Study questions -
a: From the blog post on ocular immune privilege, list the specific barriers, cells and proteins it names as examples within the innate immune system.
b: Extract word for word the passage of the blog post on ocular immune privilege from "BLOG: Just what" to "have devastating consequences.".

Source text -
--- START ---
BLOG: Just what is ocular immune privilege?
Lately we have had a rash of iritis cases in our clinic, so I thought this month would be a good time to talk about ocular immunology.
As we know, inflammation can be a double-edged sword, allowing immune cells to swarm to a tissue to fight infection, but bringing with them the possibility of local tissue destruction. Nowhere is this more dangerous than in the eye, where scar tissue production within the visual axis would have devastating consequences.
We are taught that this is the reason why the eye has “immune privilege” – but what specifically does that mean? The answer is more complicated than we thought, and it is changing each year as researchers uncover more about this fascinating system.
Let’s begin by reviewing what happens in an immune response in most parts of the body. The immune system can be broken down into two parts: the innate and the adaptive systems. The innate system involves things such as barriers, that is, our skin or lysozymes in our tears. It also generates inflammation, which is a nonspecific response designed to increase blood flow into the affected (or infected) tissue. With inflammation comes nonspecific inflammatory cells such as macrophages and polymorphonuclear leukocytes (PMNLs), which phagocytose a wide variety of foreign microorganisms and eliminate them.
The innate system also includes the complement system, which comprises proteins (such as C-reactive protein and interferon, among others) that circulate in the blood and facilitate (or complement) the destruction of cells by marking them in large numbers for the adaptive immune system.
--- END ---
Data provided -
--- START ---
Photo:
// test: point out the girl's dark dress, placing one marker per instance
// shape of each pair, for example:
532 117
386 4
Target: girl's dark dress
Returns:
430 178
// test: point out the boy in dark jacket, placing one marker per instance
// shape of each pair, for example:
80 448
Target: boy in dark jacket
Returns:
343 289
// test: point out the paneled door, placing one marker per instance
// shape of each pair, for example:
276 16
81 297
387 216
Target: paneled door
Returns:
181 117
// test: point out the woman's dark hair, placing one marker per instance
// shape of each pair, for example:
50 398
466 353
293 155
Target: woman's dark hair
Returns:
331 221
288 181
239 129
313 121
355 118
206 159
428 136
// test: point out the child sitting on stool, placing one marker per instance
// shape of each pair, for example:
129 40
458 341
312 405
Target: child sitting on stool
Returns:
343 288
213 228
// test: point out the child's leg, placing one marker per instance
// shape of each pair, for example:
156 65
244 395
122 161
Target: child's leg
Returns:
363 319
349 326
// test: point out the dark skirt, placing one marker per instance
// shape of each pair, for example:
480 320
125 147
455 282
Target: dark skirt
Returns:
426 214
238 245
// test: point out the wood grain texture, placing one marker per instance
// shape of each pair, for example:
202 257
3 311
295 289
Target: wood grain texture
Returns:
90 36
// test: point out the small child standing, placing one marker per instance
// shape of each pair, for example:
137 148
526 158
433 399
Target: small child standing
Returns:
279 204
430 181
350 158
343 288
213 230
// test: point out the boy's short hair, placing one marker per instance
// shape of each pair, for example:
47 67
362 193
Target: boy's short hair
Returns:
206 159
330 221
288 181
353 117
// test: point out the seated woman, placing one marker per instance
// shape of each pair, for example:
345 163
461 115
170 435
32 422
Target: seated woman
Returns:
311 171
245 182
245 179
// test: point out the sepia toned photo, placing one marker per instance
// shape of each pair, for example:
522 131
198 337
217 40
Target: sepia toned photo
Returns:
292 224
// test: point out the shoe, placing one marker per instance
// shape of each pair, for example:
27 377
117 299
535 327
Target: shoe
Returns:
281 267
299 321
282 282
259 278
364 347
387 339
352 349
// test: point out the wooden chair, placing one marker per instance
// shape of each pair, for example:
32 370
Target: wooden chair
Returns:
--- END ---
Per-task outputs -
a:
- Skin
- Lysozymes in tears
- Macrophages
- Polymorphonuclear leukocytes (PMNLs)
- C-reactive protein
- Interferon

b:
BLOG: Just what is ocular immune privilege?
Lately we have had a rash of iritis cases in our clinic, so I thought this month would be a good time to talk about ocular immunology.
As we know, inflammation can be a double-edged sword, allowing immune cells to swarm to a tissue to fight infection, but bringing with them the possibility of local tissue destruction. Nowhere is this more dangerous than in the eye, where scar tissue production within the visual axis would have devastating consequences.